Collected data entries

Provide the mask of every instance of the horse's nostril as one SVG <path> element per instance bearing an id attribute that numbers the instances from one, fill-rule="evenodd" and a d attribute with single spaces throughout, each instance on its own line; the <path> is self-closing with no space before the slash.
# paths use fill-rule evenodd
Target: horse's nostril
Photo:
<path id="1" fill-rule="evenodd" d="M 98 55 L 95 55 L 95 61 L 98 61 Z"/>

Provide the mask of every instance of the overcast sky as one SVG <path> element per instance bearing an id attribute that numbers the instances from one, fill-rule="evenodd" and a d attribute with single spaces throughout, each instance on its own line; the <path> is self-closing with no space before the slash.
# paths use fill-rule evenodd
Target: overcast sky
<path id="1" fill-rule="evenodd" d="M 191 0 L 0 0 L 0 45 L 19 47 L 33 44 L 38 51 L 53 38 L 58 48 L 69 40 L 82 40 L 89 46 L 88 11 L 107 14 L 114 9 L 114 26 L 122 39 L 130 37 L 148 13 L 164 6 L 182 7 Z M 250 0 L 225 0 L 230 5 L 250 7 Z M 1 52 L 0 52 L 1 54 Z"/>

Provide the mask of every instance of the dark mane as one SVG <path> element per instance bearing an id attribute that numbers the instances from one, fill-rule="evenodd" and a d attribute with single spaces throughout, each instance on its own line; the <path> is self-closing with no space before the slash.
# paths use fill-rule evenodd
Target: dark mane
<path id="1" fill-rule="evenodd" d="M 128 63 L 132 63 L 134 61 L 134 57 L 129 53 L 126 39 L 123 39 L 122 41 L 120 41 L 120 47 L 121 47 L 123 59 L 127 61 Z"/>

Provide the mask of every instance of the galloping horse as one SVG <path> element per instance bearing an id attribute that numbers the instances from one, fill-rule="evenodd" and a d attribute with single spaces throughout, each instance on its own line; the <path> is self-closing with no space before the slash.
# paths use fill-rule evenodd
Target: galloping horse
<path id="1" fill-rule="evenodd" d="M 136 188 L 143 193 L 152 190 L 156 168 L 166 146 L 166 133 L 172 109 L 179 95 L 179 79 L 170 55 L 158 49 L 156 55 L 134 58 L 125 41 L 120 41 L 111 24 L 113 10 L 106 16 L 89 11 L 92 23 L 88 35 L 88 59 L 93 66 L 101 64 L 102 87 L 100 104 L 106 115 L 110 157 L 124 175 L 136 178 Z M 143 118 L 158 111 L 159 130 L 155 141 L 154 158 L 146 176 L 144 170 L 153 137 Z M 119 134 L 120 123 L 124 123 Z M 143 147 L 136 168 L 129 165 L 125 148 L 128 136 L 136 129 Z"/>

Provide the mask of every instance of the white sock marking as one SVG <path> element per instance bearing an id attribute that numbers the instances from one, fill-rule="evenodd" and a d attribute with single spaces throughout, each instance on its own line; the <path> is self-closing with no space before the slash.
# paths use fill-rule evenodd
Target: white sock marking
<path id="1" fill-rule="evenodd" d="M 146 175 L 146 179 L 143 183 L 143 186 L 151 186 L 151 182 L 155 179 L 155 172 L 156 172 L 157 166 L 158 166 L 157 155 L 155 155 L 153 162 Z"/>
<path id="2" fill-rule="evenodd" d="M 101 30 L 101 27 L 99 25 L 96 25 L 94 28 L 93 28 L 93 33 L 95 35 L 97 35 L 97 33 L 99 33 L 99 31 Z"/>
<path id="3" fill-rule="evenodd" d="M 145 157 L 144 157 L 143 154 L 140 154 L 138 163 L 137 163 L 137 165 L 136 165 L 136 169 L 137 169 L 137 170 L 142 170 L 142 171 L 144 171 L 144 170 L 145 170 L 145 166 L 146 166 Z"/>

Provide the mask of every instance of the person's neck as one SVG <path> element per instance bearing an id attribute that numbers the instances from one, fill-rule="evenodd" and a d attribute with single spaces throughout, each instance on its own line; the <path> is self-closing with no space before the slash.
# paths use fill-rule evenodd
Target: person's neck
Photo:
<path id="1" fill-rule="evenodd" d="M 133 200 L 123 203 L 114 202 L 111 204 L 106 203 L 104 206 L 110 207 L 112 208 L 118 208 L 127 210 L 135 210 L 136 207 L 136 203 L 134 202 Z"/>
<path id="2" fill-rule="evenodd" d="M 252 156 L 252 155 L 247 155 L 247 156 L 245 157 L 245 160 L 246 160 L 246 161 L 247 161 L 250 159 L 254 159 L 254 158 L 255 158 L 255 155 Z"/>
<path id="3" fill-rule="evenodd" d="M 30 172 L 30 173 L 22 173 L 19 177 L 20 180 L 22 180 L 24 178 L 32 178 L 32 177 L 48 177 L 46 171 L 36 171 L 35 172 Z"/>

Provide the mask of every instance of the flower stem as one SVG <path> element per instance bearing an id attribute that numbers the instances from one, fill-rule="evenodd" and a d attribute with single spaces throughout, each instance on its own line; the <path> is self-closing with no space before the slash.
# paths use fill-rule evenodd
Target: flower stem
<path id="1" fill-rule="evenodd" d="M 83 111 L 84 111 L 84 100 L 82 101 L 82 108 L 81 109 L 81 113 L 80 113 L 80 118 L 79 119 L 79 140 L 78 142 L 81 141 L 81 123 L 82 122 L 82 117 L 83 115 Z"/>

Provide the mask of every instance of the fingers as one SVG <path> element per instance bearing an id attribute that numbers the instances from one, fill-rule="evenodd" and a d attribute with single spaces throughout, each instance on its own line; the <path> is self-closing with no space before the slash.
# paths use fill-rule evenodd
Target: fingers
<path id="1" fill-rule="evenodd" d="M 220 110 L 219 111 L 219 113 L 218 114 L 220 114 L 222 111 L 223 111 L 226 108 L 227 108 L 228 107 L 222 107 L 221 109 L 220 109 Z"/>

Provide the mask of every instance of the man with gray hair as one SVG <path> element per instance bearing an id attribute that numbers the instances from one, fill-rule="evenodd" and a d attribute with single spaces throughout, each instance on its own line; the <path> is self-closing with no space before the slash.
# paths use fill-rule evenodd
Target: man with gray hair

Exercise task
Convert the records above into a numbered list, leaving out the blank lines.

Written answer
1. Provide the mask of every instance of the horse's nostril as one SVG <path> element per instance bearing an id attribute that numbers the instances from one, fill-rule="evenodd" and a d attribute with single spaces throughout, each instance on its own line; the <path> is self-closing with no space before the slash.
2. # paths use fill-rule evenodd
3. Target: horse's nostril
4. Photo:
5. <path id="1" fill-rule="evenodd" d="M 98 55 L 95 55 L 95 61 L 98 61 Z"/>
6. Provide the mask of every instance of the overcast sky as one SVG <path> element per instance bearing an id attribute that numbers the instances from one, fill-rule="evenodd" and a d attribute with single spaces throughout, each instance on its own line; the <path> is self-closing with no space before the slash.
7. # paths use fill-rule evenodd
8. Target: overcast sky
9. <path id="1" fill-rule="evenodd" d="M 191 0 L 0 0 L 0 45 L 19 47 L 33 44 L 38 51 L 53 38 L 58 48 L 69 40 L 82 40 L 89 46 L 88 11 L 107 14 L 114 9 L 114 26 L 122 39 L 130 37 L 148 13 L 164 6 L 182 7 Z M 250 0 L 225 0 L 230 5 L 250 7 Z M 1 52 L 0 52 L 1 54 Z"/>
10. Provide the mask of every instance of the dark mane as one SVG <path> element per instance bearing an id attribute that numbers the instances from one, fill-rule="evenodd" and a d attribute with single spaces throughout, each instance on its own line; the <path> is self-closing with no space before the slash.
11. # paths use fill-rule evenodd
12. Target: dark mane
13. <path id="1" fill-rule="evenodd" d="M 128 63 L 132 63 L 134 61 L 134 57 L 129 53 L 126 39 L 123 39 L 122 41 L 120 41 L 120 47 L 121 47 L 123 59 L 127 61 Z"/>
14. Provide the mask of every instance of the galloping horse as one SVG <path> element per instance bearing an id attribute that numbers the instances from one, fill-rule="evenodd" and a d attribute with single spaces throughout, each instance on its own line; the <path> is self-closing with no space before the slash.
15. # paths use fill-rule evenodd
16. Target: galloping horse
17. <path id="1" fill-rule="evenodd" d="M 136 188 L 143 193 L 152 190 L 156 168 L 166 146 L 166 133 L 172 109 L 179 95 L 179 79 L 170 55 L 158 49 L 156 55 L 134 58 L 125 41 L 120 41 L 111 24 L 113 10 L 106 16 L 89 11 L 92 23 L 88 35 L 88 59 L 93 66 L 101 64 L 102 87 L 100 104 L 106 115 L 110 157 L 124 175 L 136 178 Z M 143 118 L 158 111 L 159 130 L 155 141 L 154 158 L 146 176 L 144 170 L 153 137 Z M 119 134 L 120 123 L 124 123 Z M 143 147 L 136 168 L 129 165 L 125 148 L 128 136 L 136 129 Z"/>
18. Provide the mask of every instance of the white sock marking as one SVG <path> element per instance bearing an id attribute that numbers the instances from one, fill-rule="evenodd" and a d attribute with single spaces throughout, each instance on its own line; the <path> is self-closing with no space before the slash.
19. # paths use fill-rule evenodd
20. Target: white sock marking
21. <path id="1" fill-rule="evenodd" d="M 146 175 L 146 179 L 143 183 L 143 186 L 151 186 L 151 182 L 155 179 L 155 172 L 156 172 L 157 166 L 158 166 L 157 155 L 155 155 L 153 162 Z"/>
22. <path id="2" fill-rule="evenodd" d="M 101 30 L 101 27 L 99 25 L 96 25 L 94 28 L 93 28 L 93 33 L 95 35 L 97 35 L 97 33 L 99 33 L 99 31 Z"/>
23. <path id="3" fill-rule="evenodd" d="M 145 157 L 144 157 L 143 154 L 140 154 L 138 163 L 137 163 L 137 165 L 136 165 L 136 169 L 137 169 L 137 170 L 142 170 L 142 171 L 144 171 L 144 170 L 145 170 L 145 166 L 146 166 Z"/>
24. Provide the mask of every instance of the person's neck as one SVG <path> element per instance bearing an id attribute that numbers the instances from one, fill-rule="evenodd" and a d attribute with single spaces throughout, each instance on its own line; the <path> is self-closing with no space before the slash.
25. # paths use fill-rule evenodd
26. Target: person's neck
27. Photo:
28. <path id="1" fill-rule="evenodd" d="M 133 200 L 123 203 L 114 202 L 111 204 L 106 203 L 104 206 L 110 207 L 112 208 L 118 208 L 127 210 L 135 210 L 136 207 L 136 203 L 134 202 Z"/>
29. <path id="2" fill-rule="evenodd" d="M 252 156 L 252 155 L 247 155 L 247 156 L 245 157 L 245 160 L 246 160 L 246 161 L 247 161 L 250 159 L 254 159 L 254 158 L 255 158 L 255 155 Z"/>
30. <path id="3" fill-rule="evenodd" d="M 30 172 L 30 173 L 22 173 L 19 177 L 20 180 L 22 180 L 24 178 L 32 178 L 32 177 L 48 177 L 46 171 L 36 171 L 35 172 Z"/>
31. Provide the mask of every instance of the flower stem as one SVG <path> element per instance bearing an id attribute that numbers the instances from one, fill-rule="evenodd" and a d attribute with single spaces throughout, each instance on its own line; the <path> is self-closing with no space before the slash.
32. # paths use fill-rule evenodd
33. Target: flower stem
34. <path id="1" fill-rule="evenodd" d="M 83 111 L 84 111 L 84 100 L 82 101 L 82 108 L 81 109 L 81 113 L 80 113 L 80 118 L 79 119 L 79 140 L 78 142 L 81 141 L 81 123 L 82 122 L 82 117 L 83 115 Z"/>
35. Provide the mask of every instance of the fingers as one SVG <path> element per instance bearing an id attribute that numbers the instances from one, fill-rule="evenodd" and a d attribute with single spaces throughout, each instance on its own line; the <path> is self-closing with no space before the slash.
36. # paths use fill-rule evenodd
37. Target: fingers
38. <path id="1" fill-rule="evenodd" d="M 220 110 L 219 111 L 219 113 L 218 114 L 220 114 L 222 111 L 223 111 L 226 108 L 227 108 L 228 107 L 222 107 L 221 109 L 220 109 Z"/>
39. Provide the mask of every instance of the man with gray hair as one SVG <path> element per instance bearing an id attribute that numbers the instances from one, fill-rule="evenodd" and a d attribute with single spaces throughout, each instance on its own line; the <path> is self-closing with no space before the slash.
40. # paths use fill-rule evenodd
41. Target: man with gray hair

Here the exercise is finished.